• WORK INSTRUCTIONS: All the data below should be printed again without a single difference.

• STUDY MATERIAL:
· · · ·

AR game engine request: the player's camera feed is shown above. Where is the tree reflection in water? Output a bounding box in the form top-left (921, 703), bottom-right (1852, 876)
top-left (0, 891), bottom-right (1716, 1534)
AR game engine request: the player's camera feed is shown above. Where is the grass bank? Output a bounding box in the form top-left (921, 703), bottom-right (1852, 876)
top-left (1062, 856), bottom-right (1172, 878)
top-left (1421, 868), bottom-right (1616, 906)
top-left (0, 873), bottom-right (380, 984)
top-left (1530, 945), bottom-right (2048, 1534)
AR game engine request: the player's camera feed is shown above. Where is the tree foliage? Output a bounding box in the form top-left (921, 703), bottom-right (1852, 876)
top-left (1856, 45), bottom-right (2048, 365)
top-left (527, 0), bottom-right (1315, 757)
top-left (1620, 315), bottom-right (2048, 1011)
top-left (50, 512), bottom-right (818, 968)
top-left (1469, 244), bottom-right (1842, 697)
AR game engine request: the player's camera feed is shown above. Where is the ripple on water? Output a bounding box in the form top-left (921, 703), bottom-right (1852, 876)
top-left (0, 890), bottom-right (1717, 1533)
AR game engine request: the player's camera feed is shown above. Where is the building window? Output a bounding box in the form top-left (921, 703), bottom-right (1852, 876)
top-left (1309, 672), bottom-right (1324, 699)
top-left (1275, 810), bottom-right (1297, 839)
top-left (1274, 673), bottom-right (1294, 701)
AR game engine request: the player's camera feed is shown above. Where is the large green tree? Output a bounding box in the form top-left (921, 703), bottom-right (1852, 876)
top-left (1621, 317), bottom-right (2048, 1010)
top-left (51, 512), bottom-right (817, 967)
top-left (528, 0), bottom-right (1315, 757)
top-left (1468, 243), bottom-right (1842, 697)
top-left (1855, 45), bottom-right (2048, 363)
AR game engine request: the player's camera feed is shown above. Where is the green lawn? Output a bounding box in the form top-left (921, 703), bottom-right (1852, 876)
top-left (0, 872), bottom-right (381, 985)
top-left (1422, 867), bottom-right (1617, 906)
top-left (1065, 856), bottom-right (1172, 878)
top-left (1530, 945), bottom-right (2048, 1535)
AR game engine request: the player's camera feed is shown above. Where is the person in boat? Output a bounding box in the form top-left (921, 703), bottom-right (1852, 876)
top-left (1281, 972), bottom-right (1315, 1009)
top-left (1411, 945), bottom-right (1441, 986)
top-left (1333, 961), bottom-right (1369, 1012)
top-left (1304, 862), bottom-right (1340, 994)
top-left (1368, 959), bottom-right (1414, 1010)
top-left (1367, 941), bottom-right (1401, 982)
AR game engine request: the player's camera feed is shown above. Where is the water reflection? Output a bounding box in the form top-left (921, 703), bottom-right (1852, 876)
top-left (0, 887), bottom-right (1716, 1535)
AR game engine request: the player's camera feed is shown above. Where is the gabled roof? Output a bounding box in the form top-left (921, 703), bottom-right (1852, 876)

· · · ·

• ANSWER TO THIS EXERCISE:
AR game engine request: the player's camera feed is shown above. Where is the tree reflection in water? Output a bounding box in the form top-left (921, 703), bottom-right (1852, 876)
top-left (0, 891), bottom-right (1716, 1534)
AR game engine request: the player's camera feed is shown above. Where is the grass bank? Output a bounding box in the form top-left (921, 703), bottom-right (1852, 876)
top-left (1062, 856), bottom-right (1172, 878)
top-left (1421, 868), bottom-right (1616, 906)
top-left (0, 873), bottom-right (380, 984)
top-left (1530, 945), bottom-right (2048, 1534)
AR game engine request: the player's camera feed is shown above. Where is the tree foliage? Output a bounding box in the form top-left (921, 703), bottom-right (1852, 876)
top-left (1856, 45), bottom-right (2048, 365)
top-left (527, 0), bottom-right (1315, 757)
top-left (1620, 315), bottom-right (2048, 1011)
top-left (50, 512), bottom-right (818, 968)
top-left (1469, 244), bottom-right (1842, 697)
AR game engine request: the player's camera feed is shown above. Where is the ripple on water? Output a bounding box in the form top-left (921, 703), bottom-right (1852, 876)
top-left (0, 890), bottom-right (1717, 1533)
AR game engine request: the player's camera feed is shown above. Where is the building window? Output a bounding box in the form top-left (921, 703), bottom-right (1852, 876)
top-left (1309, 672), bottom-right (1324, 699)
top-left (1275, 810), bottom-right (1297, 839)
top-left (1274, 673), bottom-right (1294, 701)
AR game engine request: the player's camera feed is shown above. Where is the large green tree? Output a bounding box in the form top-left (921, 703), bottom-right (1852, 876)
top-left (1621, 317), bottom-right (2048, 1010)
top-left (51, 512), bottom-right (817, 967)
top-left (528, 0), bottom-right (1315, 757)
top-left (1468, 243), bottom-right (1842, 697)
top-left (1855, 45), bottom-right (2048, 363)
AR game engine request: the player's camera feed is shown above. Where is the green lawn? Output a bounding box in the form top-left (921, 703), bottom-right (1852, 876)
top-left (0, 872), bottom-right (381, 985)
top-left (1422, 867), bottom-right (1617, 906)
top-left (1065, 856), bottom-right (1172, 878)
top-left (1530, 945), bottom-right (2048, 1535)
AR game engine request: the player's camera feed is shown above. Where is the person in boat? Output a bounding box in the form top-left (921, 703), bottom-right (1852, 876)
top-left (1281, 972), bottom-right (1315, 1009)
top-left (1411, 945), bottom-right (1441, 986)
top-left (1333, 961), bottom-right (1369, 1012)
top-left (1304, 862), bottom-right (1340, 994)
top-left (1368, 959), bottom-right (1414, 1010)
top-left (1367, 941), bottom-right (1401, 982)
AR game engine request: the player's camera feed is shown above. Where is the water reflection? Output a bounding box in the form top-left (921, 703), bottom-right (1852, 876)
top-left (0, 887), bottom-right (1716, 1535)
AR game engine request: the player's camera feed is shown above. Where is the gabled roof? Output a bounding box in the form top-left (921, 703), bottom-right (1852, 876)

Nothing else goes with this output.